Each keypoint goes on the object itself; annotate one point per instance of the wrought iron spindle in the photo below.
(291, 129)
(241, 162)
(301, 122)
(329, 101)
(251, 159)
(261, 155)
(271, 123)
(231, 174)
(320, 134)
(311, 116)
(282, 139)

** ABOUT THIS EXERCISE **
Return every line of the material exactly.

** WORKED SOLUTION **
Each keypoint goes on the object itself; annotate one point per instance of the wrought iron spindle in the photo below.
(291, 129)
(241, 162)
(301, 122)
(329, 101)
(251, 159)
(261, 155)
(271, 123)
(231, 174)
(320, 134)
(311, 116)
(282, 139)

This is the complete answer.